- Data:

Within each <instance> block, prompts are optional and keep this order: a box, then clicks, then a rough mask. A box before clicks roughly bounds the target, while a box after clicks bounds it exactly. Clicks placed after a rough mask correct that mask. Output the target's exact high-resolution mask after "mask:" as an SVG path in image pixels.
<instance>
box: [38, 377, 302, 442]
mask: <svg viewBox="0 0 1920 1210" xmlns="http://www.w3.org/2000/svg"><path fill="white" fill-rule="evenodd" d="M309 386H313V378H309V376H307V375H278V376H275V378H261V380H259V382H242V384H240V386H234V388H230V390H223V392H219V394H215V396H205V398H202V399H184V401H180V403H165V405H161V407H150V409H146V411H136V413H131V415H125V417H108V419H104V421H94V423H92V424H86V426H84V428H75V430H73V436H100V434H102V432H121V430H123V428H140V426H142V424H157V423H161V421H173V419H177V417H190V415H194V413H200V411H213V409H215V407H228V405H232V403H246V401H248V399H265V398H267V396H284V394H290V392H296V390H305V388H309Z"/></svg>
==
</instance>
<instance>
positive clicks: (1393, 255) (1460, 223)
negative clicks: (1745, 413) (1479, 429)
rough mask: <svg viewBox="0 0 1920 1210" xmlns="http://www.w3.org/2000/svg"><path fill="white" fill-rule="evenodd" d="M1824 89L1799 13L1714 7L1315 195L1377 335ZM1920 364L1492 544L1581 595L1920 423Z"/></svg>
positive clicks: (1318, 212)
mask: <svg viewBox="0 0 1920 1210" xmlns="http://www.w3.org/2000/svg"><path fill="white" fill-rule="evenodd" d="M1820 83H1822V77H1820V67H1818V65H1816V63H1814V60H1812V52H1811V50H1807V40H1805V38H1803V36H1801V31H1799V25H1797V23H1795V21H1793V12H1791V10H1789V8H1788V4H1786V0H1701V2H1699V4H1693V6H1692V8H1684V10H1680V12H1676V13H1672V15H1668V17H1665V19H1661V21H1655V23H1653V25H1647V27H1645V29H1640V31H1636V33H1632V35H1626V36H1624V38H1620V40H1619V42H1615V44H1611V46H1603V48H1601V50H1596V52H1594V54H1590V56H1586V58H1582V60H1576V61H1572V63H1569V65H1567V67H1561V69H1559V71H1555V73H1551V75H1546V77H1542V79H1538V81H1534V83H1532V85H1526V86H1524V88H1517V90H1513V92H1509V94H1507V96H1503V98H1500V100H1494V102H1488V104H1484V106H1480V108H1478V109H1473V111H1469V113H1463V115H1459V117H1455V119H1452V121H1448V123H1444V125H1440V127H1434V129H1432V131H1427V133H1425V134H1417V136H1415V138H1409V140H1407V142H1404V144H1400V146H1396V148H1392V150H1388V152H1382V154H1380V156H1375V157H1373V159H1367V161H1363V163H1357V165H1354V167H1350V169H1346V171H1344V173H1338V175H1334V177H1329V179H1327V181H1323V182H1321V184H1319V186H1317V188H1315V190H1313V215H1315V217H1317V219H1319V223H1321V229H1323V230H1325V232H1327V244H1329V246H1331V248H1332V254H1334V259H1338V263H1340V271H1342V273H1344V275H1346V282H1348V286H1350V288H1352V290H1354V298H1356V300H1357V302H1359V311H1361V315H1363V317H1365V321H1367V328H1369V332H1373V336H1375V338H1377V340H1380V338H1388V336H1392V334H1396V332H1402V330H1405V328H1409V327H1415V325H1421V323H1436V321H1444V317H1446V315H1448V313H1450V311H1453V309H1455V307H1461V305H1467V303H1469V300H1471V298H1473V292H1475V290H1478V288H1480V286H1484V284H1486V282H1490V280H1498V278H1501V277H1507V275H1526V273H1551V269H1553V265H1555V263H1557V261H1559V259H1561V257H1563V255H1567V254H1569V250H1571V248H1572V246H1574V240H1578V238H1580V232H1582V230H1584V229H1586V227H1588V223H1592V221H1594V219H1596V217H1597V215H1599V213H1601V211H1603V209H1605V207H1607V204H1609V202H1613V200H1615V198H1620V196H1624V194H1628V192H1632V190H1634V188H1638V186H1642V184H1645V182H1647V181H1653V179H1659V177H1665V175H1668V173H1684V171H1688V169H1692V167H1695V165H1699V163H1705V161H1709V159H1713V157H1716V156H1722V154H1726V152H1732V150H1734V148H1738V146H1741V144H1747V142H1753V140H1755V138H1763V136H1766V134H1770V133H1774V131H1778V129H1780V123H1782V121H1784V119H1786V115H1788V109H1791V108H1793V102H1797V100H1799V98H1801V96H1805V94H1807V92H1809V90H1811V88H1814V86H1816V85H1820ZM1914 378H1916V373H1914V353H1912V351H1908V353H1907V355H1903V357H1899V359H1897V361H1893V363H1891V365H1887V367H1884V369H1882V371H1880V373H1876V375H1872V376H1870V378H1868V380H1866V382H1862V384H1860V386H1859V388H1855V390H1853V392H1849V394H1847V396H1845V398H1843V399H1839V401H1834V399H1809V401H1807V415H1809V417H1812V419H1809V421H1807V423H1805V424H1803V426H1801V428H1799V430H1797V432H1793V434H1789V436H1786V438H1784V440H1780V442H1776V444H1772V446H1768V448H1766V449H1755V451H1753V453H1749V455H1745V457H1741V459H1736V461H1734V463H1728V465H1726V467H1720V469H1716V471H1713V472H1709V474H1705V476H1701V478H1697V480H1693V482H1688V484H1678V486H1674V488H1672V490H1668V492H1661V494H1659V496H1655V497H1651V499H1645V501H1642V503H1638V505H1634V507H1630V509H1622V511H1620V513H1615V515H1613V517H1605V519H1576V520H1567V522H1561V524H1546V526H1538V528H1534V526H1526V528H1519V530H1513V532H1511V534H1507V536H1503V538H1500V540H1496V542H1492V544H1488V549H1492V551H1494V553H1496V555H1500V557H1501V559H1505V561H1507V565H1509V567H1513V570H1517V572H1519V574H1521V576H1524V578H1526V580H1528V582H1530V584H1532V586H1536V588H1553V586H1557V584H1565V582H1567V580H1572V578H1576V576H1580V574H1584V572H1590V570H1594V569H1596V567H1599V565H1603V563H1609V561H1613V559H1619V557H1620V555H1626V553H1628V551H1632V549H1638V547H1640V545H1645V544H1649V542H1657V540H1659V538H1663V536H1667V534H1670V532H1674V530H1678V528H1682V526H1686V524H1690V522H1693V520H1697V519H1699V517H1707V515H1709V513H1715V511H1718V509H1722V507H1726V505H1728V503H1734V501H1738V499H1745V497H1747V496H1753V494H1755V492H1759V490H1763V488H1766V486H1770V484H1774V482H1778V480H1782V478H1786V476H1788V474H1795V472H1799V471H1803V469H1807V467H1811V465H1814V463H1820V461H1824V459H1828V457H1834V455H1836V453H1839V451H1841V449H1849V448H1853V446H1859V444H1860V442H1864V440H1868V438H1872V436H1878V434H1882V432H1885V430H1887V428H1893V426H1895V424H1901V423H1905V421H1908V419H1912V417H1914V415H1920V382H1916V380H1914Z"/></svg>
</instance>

- Task goal: Identify every line in the material above that contains the string "rough", matching case exactly, and copy each such line in full.

- Output:
Within each <instance> block, prompts are optional and keep this order: a box, then clicks, then a rough mask. A box before clicks roughly bounds the target, while a box after clicks bounds it exactly. Clicks placed after a rough mask correct that mask. Output the target's exact high-resolution mask after "mask:" as an SVG path in image pixels.
rough mask: <svg viewBox="0 0 1920 1210" xmlns="http://www.w3.org/2000/svg"><path fill="white" fill-rule="evenodd" d="M1824 89L1799 13L1714 7L1315 195L1377 335ZM1920 364L1492 544L1581 595L1920 423Z"/></svg>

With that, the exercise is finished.